Assignment: Continue the piece on the O'Reilly AI Conference from its last sentence.

━━━━━ Passage for review

Looking Back on the O’Reilly Artificial Intelligence Conference
More than anything else, O'Reilly's AI Conference was about making the leap to AI 2.0.
At the start of O’Reilly’s Artificial Intelligence Conference in New York this year, Intel’s Gadi Singer made a point that resonated through the conference: “Machine learning and deep learning are being put to work now.” They’re no longer experimental; they’re being put to use in key business applications. The only real question is what we’re going to get out of it. Will we be able to put it to use effectively? Will we find appropriate uses for it?
Now that AI is moving out of the laboratory and into offices and homes, a number of questions are more important than ever. What kinds of tools will make it easier to build AI and ML systems? How will we make AI safe for humans? And what kinds of systems will augment human capabilities, rather than replace them? In short, as Aleksander Madry said in his talk, we are now at AI 1.0. How do we get to AI 2.0?
Madry emphasized the importance of making AI ready for us: secure, reliable, ethical, and understandable. It’s easy to see the shortcomings of AI now. Madry showed how easy it was to turn a pig into a jet by adding noise, or to become a movie star by changing your glasses. Getting to the next step won’t be easy: training models will probably become more difficult, and those models may be more complex. We might need even more training data than we need now; and currently, one of the biggest barriers to widespread use of AI is the lack of training data. But the work that it takes to get to AI 2.0 will benefit us. We’ll never have AI systems that don’t make mistakes; but mistakes will be fewer, and they’ll be more like the mistakes that humans make, rather than mistakes that are nonsensical. No more flying pigs. And that commonality might make it easier for those systems to work alongside us.

━━━━━━━━━━
━━━━━ Source information

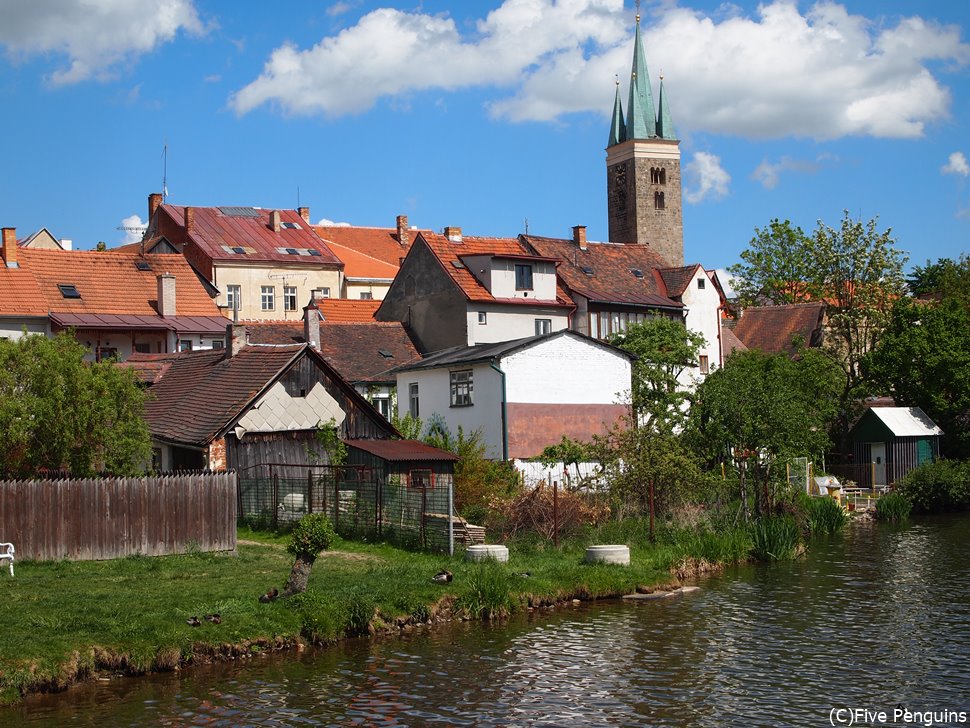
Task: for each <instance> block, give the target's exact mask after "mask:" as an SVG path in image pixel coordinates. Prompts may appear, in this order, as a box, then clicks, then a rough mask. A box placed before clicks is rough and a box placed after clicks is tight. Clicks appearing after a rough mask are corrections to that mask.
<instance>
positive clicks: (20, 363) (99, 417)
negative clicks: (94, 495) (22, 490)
mask: <svg viewBox="0 0 970 728" xmlns="http://www.w3.org/2000/svg"><path fill="white" fill-rule="evenodd" d="M86 353H87V352H86V349H85V348H84V347H83V346H81V344H79V343H78V342H77V341H76V340H75V339H74V338H73V337H71V336H68V335H67V334H60V335H58V336H57V337H55V338H53V339H48V338H46V337H44V336H38V335H33V336H25V337H23V338H21V339H19V340H17V341H6V340H0V432H3V433H4V446H3V447H2V448H0V477H5V478H29V477H33V476H35V475H36V474H37V473H38V472H39V471H41V470H43V469H48V470H64V469H67V470H70V471H71V473H72V474H74V475H78V476H82V475H93V474H96V473H100V472H109V473H112V474H117V475H127V474H133V473H137V472H141V471H143V470H144V469H145V467H146V466H147V465H148V463H149V462H150V459H151V436H150V435H149V432H148V426H147V425H146V423H145V420H144V418H143V413H144V399H145V395H144V393H143V392H142V390H141V389H140V388H139V386H138V384H137V383H136V381H135V377H134V373H133V371H131V370H129V369H123V368H120V367H117V366H115V365H114V364H112V363H110V362H102V363H97V364H92V363H89V362H86V361H84V355H85V354H86Z"/></svg>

━━━━━━━━━━

Answer space:
We saw many new tools for building AI systems: tools designed to make building these systems easier, allowing subject experts to play a bigger role. Danielle Dean of Microsoft showed how they built a recommendation system for machine learning pipelines; it sampled the space of possible pipelines and made recommendations about which to try. This approach drastically reduced the “trial and error” loop that characterizes a lot of AI development.
Stanford’s Chris Ré demonstrated Snorkel, an open source tool for automating the process of tagging training data. An AI system has three components: a model, training data, and hardware. Advanced hardware for building AI systems is getting faster and cheaper; it’s becoming a commodity. So are models: systems like Dean’s, or like Intel’s Nauta, simplify and democratize the task of building models. Training data is the one component that stubbornly resists commoditization. Acquiring and labeling data is labor intensive. Researchers have used low-cost labor from Mechanical Turk (or grad students) to label data, or gathered pre-labeled data from online sites like Flickr. But those approaches won’t work in industry. Can we use AI to eliminate most of the work of tagging and turn it into a relatively simple programming problem? It looks like we can; if Ré is right, Snorkel and tools like it are a big step toward AI 2.0.
We saw many glimpses of the future. Olga Troyanska showed how deep learning is helping to decode the most difficult parts of the human genome: the logic that controls gene expression and, hence, cell differentiation. There are many diseases we know are genetic; we just don’t know what parts of the genome are responsible. We will only be able to diagnose and treat those diseases when we understand how the language of DNA works.
CMU’s Martial Hebert’s lab is taking AI into the human world by building systems that can reason about intent. If we want robots that can assist people, they need to be able to understand and predict human behavior in real time. He demonstrated how an AI system can help a paralyzed person perform tasks that would otherwise be impossible—but only by reasoning about intent. Without this understanding, without knowing the goal was to pick up something or to open a door, the system was only able to twitch uselessly. All of this reasoning has to happen in hard real time: an autonomous vehicle needs to be able to predict whether a person will stand on the curb or run into the street, and it needs to do so with enough time to apply the brakes if needed.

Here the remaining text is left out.